>> START RECORD EXCERPTS
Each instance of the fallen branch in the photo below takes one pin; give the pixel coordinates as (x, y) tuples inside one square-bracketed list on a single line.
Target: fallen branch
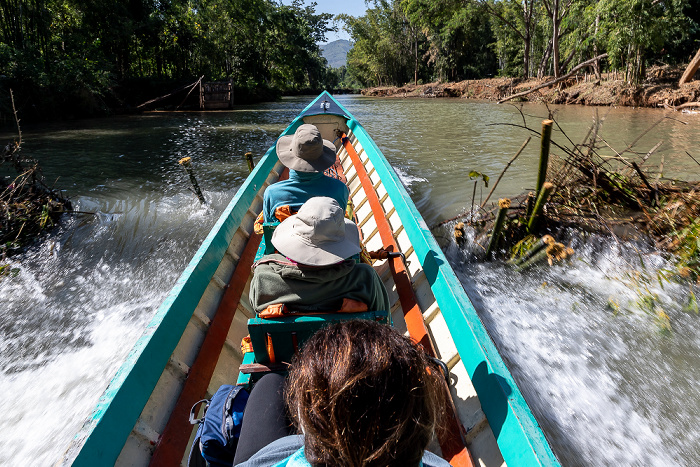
[(174, 92), (555, 81), (504, 171)]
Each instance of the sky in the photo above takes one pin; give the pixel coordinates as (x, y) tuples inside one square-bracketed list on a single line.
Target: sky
[(335, 7)]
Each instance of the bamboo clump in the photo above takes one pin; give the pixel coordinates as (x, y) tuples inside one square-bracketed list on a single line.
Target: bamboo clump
[(588, 189)]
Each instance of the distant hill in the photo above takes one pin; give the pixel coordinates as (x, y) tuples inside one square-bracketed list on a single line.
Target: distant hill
[(336, 52)]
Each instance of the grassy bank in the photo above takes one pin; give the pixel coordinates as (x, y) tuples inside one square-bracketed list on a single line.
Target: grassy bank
[(660, 89)]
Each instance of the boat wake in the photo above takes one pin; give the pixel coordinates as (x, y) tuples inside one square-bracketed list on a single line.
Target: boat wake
[(596, 346)]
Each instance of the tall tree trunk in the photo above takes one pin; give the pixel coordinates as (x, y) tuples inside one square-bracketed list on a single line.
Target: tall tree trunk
[(542, 71), (415, 71), (596, 64), (556, 23)]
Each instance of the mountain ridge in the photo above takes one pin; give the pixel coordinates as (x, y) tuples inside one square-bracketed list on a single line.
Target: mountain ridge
[(336, 52)]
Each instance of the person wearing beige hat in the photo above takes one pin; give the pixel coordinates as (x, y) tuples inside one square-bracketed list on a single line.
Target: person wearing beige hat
[(314, 271), (307, 155)]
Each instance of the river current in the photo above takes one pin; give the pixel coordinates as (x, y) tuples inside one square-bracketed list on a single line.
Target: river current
[(608, 384)]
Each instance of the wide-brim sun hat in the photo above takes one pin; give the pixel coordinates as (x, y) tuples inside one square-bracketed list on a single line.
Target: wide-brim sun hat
[(306, 150), (318, 235)]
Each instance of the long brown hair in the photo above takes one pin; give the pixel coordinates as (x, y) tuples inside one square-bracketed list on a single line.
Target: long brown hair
[(364, 395)]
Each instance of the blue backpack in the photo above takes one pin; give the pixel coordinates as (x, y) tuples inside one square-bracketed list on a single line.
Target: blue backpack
[(219, 428)]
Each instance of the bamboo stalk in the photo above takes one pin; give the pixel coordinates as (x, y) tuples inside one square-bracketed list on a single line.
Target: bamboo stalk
[(547, 189), (503, 205), (530, 204), (249, 159), (186, 163), (544, 154), (504, 171)]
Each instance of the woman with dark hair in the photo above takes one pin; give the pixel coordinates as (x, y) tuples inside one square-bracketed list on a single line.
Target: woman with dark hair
[(360, 394)]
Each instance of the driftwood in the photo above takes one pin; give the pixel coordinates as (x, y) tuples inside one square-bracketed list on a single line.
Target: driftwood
[(554, 81), (691, 70)]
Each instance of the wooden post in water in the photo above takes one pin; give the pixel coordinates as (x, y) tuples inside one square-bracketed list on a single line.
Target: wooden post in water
[(249, 159), (544, 154), (186, 163), (503, 205), (547, 189)]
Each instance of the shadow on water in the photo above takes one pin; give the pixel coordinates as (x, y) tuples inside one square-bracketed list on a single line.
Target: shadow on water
[(496, 391)]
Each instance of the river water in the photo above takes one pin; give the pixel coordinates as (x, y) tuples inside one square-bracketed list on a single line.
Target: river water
[(607, 383)]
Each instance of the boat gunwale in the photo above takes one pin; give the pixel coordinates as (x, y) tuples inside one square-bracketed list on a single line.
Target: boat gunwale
[(494, 384), (105, 432)]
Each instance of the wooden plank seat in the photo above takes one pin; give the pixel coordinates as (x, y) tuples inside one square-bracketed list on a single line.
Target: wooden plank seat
[(276, 340), (266, 246)]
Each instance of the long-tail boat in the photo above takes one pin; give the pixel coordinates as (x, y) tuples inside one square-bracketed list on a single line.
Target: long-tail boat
[(192, 345)]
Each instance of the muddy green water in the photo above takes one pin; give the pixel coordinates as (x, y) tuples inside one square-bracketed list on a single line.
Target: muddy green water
[(608, 387)]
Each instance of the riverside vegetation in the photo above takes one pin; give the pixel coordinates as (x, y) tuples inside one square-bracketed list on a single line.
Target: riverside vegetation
[(593, 189)]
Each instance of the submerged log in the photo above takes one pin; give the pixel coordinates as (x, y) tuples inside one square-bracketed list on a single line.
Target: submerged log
[(691, 70)]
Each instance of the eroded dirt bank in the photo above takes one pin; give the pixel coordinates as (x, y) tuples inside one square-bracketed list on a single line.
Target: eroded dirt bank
[(658, 90)]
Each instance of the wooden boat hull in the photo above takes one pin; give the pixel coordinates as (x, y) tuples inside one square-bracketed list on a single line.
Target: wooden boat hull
[(191, 346)]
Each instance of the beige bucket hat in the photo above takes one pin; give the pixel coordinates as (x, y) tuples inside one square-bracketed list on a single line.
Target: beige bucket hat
[(306, 150), (318, 235)]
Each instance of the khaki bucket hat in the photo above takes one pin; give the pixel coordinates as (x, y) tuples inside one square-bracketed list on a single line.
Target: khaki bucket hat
[(306, 150), (318, 235)]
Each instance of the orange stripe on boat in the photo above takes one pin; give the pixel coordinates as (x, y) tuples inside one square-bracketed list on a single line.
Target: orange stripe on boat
[(172, 444), (452, 443)]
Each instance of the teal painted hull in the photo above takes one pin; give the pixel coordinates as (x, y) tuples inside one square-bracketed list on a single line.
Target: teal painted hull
[(520, 440)]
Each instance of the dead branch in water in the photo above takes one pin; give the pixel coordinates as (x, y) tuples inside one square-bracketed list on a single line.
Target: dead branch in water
[(28, 207)]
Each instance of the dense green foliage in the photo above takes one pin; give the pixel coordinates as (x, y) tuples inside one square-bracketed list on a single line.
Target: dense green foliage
[(402, 41), (82, 56)]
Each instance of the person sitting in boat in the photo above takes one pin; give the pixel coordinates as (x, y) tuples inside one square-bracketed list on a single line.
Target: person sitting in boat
[(307, 155), (313, 270), (359, 394)]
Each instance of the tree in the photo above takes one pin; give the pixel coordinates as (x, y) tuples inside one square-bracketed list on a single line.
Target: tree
[(519, 17), (632, 28)]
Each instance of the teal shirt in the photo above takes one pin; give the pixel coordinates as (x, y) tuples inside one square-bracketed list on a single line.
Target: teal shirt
[(298, 188), (277, 280)]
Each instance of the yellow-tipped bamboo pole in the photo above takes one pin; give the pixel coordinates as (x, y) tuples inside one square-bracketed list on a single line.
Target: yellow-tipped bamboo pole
[(186, 163), (544, 154), (503, 205), (547, 189), (249, 159)]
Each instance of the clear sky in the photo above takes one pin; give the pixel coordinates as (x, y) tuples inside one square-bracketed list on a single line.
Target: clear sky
[(335, 7)]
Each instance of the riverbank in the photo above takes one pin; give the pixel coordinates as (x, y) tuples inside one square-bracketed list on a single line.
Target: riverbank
[(660, 89)]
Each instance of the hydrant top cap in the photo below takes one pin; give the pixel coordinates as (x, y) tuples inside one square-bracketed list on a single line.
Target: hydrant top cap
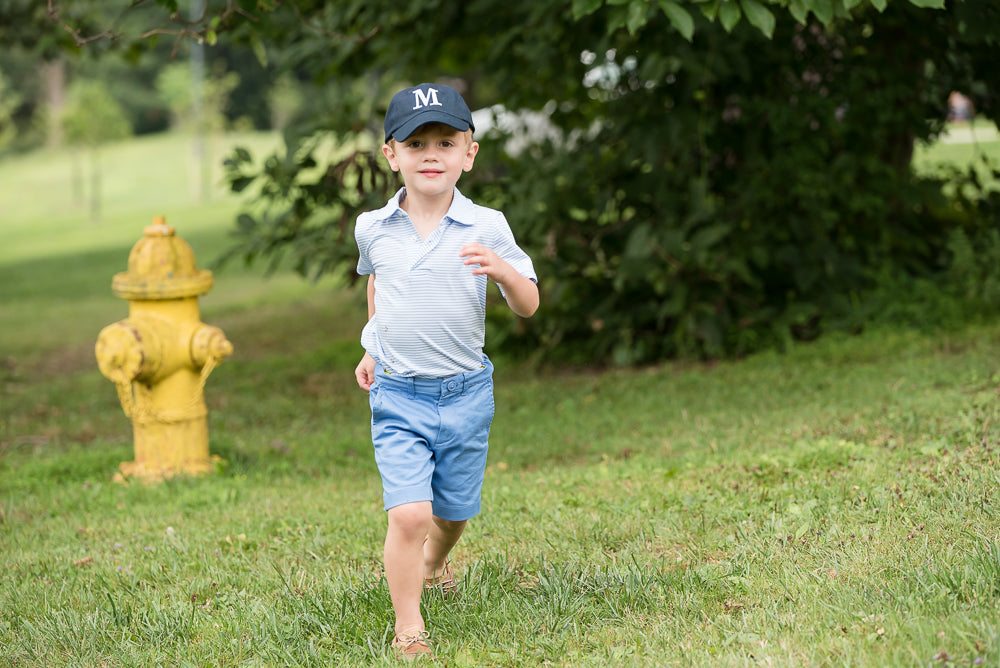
[(161, 266)]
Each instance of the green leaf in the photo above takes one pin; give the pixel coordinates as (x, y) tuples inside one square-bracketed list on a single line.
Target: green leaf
[(679, 18), (259, 49), (823, 9), (729, 14), (759, 16), (636, 17), (583, 8), (798, 11)]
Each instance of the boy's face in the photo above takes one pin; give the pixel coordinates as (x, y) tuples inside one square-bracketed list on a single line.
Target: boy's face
[(432, 159)]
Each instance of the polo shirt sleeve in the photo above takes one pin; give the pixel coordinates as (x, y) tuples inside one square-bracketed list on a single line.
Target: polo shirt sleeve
[(362, 235)]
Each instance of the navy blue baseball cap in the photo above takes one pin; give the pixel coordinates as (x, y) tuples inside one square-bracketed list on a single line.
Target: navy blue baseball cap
[(427, 103)]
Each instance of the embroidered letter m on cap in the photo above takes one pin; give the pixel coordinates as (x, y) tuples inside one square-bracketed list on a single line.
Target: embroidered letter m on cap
[(428, 99)]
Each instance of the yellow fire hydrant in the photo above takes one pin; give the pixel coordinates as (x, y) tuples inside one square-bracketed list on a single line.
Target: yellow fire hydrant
[(161, 355)]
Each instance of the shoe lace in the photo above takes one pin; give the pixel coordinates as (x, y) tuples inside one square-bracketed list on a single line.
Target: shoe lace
[(407, 640)]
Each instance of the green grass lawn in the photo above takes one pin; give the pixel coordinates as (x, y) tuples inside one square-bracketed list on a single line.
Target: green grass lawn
[(835, 505)]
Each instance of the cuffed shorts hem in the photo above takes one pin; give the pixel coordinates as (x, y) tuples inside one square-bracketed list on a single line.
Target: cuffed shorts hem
[(405, 495), (455, 513)]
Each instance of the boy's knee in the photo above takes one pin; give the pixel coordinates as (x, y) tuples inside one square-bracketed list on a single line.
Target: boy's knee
[(450, 526), (411, 517)]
>> END RECORD EXCERPTS
THE PROBLEM ::
Convert the data from the line with "Each instance of the embroidered" up to and including the line with "[(407, 640)]" into a two-column CSV headed text and answer, with one row per coordinate list. Quote every field and replace line breaks with spaces.

RESPONSE TO THIS EXERCISE ::
text,answer
"Each instance of the embroidered letter m on cap in the photo above takes one pin; give the pixel coordinates as (x, y) tuples inside one square-bracketed list on a single line. Target: embroidered letter m on cap","[(428, 99)]"
"Each instance of the yellow fire hydrant in the photo above takes one pin; give the pixel coordinates as (x, y) tuples inside one square-bracketed list on a single line. Target: yellow fire hydrant","[(161, 355)]"
"Each instance of the shoe lace in the photo above takes one pin; give the pixel coordinates as (x, y) tuples inside one square-bracketed list on a single line. Target: shoe lace","[(407, 640)]"